GIVEN INSTRUCTION
Report every line below that contains the string "instance", copying each one in full.

EXERCISE MATERIAL
--- Begin ---
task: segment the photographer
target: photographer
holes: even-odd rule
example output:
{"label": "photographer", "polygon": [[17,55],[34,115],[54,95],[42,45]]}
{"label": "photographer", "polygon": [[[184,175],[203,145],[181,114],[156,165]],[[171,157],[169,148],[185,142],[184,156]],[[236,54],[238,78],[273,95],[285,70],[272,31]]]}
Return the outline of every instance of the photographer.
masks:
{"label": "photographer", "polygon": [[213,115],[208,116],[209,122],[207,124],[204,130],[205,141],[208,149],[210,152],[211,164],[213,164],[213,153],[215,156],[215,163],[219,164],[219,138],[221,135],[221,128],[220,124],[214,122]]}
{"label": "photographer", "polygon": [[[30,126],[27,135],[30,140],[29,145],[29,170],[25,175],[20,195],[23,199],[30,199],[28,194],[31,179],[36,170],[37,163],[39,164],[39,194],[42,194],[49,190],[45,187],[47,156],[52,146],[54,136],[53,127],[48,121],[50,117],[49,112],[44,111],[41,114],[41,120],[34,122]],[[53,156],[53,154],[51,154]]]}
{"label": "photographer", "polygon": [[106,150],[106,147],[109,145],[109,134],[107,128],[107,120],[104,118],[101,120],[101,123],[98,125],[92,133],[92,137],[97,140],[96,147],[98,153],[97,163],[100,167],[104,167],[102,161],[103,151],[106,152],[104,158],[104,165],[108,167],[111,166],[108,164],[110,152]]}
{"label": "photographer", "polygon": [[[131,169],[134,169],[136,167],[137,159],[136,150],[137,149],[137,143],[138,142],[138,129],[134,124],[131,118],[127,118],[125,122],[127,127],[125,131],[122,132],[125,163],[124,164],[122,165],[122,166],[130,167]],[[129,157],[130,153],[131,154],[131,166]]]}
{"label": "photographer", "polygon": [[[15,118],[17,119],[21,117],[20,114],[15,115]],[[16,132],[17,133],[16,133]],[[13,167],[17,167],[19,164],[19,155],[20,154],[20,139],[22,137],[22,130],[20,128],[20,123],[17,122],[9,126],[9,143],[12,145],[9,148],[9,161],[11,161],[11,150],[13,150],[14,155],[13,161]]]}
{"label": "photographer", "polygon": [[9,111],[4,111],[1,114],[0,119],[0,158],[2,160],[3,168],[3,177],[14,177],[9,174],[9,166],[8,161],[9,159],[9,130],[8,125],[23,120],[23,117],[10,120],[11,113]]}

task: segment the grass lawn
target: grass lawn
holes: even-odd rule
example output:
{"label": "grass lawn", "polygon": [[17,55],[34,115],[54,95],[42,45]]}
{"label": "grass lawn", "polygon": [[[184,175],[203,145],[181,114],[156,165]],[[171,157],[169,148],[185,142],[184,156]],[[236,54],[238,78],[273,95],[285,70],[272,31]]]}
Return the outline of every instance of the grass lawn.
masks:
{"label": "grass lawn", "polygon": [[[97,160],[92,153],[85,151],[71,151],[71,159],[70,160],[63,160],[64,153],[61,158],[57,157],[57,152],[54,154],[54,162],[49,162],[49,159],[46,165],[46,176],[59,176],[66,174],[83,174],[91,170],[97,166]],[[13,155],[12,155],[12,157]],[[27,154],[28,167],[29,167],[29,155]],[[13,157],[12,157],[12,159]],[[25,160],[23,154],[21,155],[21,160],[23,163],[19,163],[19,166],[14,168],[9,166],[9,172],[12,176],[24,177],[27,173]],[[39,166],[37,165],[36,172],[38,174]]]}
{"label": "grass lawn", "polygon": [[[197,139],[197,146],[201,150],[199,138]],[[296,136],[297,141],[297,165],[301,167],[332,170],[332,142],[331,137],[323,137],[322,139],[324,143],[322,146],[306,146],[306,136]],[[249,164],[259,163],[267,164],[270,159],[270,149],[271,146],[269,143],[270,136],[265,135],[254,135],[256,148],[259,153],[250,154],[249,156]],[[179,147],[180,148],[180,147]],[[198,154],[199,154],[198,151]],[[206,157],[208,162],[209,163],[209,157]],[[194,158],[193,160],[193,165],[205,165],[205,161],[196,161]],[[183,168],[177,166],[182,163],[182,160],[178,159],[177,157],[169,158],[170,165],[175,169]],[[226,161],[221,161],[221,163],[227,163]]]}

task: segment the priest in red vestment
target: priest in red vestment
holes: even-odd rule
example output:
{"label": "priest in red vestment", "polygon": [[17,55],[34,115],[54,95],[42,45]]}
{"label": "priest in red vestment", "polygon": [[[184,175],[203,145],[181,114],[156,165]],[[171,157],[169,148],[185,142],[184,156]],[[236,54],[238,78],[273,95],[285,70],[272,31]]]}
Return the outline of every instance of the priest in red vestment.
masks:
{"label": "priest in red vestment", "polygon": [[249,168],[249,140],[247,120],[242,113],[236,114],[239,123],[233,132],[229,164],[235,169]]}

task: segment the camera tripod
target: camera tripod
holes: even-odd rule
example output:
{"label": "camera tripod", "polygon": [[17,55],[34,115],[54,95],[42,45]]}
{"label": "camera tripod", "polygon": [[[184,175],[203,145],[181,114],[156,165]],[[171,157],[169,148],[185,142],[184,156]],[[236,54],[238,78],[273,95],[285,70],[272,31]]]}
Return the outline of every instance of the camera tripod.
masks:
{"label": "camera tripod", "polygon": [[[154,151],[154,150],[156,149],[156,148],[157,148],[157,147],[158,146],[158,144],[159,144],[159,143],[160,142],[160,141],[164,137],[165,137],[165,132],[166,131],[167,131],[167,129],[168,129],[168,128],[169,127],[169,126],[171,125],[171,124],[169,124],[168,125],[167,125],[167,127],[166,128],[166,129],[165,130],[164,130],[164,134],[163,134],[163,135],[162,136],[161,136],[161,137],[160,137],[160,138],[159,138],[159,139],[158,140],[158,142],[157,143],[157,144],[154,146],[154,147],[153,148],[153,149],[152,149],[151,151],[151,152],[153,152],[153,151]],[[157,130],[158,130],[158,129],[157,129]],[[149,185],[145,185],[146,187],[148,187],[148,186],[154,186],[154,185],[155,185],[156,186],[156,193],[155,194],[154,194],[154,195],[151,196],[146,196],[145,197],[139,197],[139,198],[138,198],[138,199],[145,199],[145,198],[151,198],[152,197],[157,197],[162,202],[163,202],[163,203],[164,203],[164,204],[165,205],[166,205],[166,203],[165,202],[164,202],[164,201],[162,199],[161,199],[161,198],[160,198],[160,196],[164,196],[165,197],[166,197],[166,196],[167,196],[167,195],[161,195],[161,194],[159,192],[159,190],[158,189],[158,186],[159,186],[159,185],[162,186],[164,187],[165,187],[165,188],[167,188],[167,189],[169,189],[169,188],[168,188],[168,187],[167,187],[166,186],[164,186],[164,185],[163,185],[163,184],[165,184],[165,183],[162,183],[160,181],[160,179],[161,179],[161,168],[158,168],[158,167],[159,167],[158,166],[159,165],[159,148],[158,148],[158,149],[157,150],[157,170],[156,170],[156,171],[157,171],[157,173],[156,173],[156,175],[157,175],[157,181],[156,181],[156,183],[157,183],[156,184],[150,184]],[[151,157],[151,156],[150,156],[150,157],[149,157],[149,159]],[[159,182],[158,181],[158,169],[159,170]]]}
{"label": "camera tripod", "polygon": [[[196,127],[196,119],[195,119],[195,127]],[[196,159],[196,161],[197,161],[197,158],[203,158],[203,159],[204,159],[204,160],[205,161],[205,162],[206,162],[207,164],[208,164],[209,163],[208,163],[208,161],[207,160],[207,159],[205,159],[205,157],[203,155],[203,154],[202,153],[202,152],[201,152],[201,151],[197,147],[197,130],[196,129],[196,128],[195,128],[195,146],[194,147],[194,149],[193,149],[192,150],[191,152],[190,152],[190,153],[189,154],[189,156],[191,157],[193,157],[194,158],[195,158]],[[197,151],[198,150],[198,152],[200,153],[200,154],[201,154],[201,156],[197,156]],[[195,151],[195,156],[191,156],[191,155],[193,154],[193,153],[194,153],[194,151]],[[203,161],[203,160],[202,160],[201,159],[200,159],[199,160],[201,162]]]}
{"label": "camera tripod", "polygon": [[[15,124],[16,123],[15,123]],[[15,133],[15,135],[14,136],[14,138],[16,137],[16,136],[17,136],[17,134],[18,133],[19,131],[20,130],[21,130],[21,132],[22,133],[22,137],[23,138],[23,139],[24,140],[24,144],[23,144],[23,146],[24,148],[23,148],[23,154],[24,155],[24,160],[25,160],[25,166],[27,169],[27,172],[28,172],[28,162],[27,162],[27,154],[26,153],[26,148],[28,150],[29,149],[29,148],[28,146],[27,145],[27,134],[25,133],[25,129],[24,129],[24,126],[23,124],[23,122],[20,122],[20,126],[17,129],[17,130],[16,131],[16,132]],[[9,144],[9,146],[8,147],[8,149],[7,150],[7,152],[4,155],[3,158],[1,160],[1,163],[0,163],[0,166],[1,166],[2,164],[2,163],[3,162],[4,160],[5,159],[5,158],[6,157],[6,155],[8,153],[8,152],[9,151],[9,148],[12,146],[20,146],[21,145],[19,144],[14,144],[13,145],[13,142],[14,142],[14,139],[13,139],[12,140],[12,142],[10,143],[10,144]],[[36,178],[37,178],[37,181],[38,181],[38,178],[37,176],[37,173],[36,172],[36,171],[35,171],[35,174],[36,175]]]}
--- End ---
PROBLEM SOLUTION
Return the outline of every instance of the photographer.
Return the outline of every instance of the grass lawn.
Return the outline of every instance of the priest in red vestment.
Return the outline of every instance of the camera tripod.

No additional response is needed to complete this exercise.